**Short exercise 1:** Using the reindexing documentation, decide whether each statement agrees with the text: (a) process_reindex marks the main task as failed when the failure count exceeds a defined limit; (b) update_processing_tasks returns a list of integers; (c) create_additional_tasks calls handle_failed_subtask when subtask creation fails. Answer yes or no for each and quote the deciding words.

**Document segment:**
Skip to content

Documentation for Reindexing Methods

process_reindex

Functionality

Processes a reindex task by dividing the work into batches and scheduling sub-tasks for reindexing data within a given collection. It monitors sub-task progress, handles retries, and updates failure counts to set the final task status.

Parameters

  • task: A ReindexTaskInDb object containing task details and failure tracking information.
  • collection: A Collection instance that holds data items to be reindexed.
  • reindex_subworker: A dramatiq Actor used for scheduling sub-task processing.

Usage

Splits the total number of items into batches based on a configured batch size. Sub-tasks are created for each batch, and their statuses are monitored. If the failure count exceeds a defined limit, the main task is marked as failed.

Example

process_reindex(task, collection, reindex_subworker)

update_processing_tasks

Functionality

This function checks the status of active reindex subtasks and updates the main reindex task accordingly. It examines each subtask via an external context and processes them based on their status. If a subtask has finished, its results are consolidated into the main task, including failed items and processed counts.

Parameters

  • task: A ReindexTaskInDb object representing the main reindex task.
  • processing_task_ids: A list of strings (List[str]) holding IDs of the current reindex subtasks.

Returns

  • A list of strings (List[str]) of subtask IDs that remain pending or processing.

Usage

This helper function is part of the reindex logic and is called repeatedly to monitor subtask progress and update the main task status accordingly.

Example

update_processing_tasks(task, current_processing_ids)

create_additional_tasks

Functionality

This function creates additional upsertion tasks when needed. It uses a list of offsets to generate new subtasks by calling the create_subtask function. Each new task is sent via the reindex_subworker actor using the create_and_send_task call. If the subtask creation fails, it calls the handle_failed_subtask function.

Parameters

  • task: A ReindexTaskInDb instance representing the current reindex task and its properties.
  • offsets: A list of integers representing the batch offsets.
  • limit: An integer indicating the maximum number of items per subtask.

**Pointing records:**
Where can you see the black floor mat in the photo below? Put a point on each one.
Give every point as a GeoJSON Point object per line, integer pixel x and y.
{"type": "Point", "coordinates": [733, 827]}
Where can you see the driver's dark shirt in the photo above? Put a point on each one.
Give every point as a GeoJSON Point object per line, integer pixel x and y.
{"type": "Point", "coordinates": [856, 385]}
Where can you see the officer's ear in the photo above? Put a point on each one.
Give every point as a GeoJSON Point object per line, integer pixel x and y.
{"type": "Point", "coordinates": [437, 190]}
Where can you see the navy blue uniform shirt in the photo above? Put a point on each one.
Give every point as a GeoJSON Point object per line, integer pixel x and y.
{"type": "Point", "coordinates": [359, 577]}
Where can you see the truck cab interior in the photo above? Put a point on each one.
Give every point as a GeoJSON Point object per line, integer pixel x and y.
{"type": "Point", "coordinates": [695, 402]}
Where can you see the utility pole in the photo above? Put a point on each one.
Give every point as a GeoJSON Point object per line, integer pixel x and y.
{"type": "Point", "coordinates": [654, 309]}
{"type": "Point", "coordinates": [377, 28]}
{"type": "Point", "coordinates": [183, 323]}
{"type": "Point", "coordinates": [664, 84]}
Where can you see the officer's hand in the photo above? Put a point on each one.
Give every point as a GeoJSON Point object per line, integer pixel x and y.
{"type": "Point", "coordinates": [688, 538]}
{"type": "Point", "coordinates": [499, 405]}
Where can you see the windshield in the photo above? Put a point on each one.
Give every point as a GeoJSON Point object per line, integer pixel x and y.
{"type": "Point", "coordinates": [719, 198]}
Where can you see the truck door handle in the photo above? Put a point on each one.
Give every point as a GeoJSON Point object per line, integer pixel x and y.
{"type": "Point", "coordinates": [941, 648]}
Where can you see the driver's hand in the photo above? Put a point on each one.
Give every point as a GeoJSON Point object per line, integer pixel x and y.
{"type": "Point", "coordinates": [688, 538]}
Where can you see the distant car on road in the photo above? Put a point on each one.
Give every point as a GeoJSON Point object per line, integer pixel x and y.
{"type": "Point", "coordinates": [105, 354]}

**Short exercise 2:** Rewrite the rows as a JSON list of strings, from the line containing "Where can you see the driver's hand" through the end of the rows, inclusive. Give one string per line and omit blank lines.

**Reply 1:**
(a) Yes: "If the failure count exceeds a defined limit, the main task is marked as failed."
(b) No: "A list of strings (List[str]) of subtask IDs that remain pending or processing."
(c) Yes: "If the subtask creation fails, it calls the handle_failed_subtask function."

**Reply 2:**
[
  "Where can you see the driver's hand in the photo above? Put a point on each one.",
  "Give every point as a GeoJSON Point object per line, integer pixel x and y.",
  "{\"type\": \"Point\", \"coordinates\": [688, 538]}",
  "Where can you see the distant car on road in the photo above? Put a point on each one.",
  "Give every point as a GeoJSON Point object per line, integer pixel x and y.",
  "{\"type\": \"Point\", \"coordinates\": [105, 354]}"
]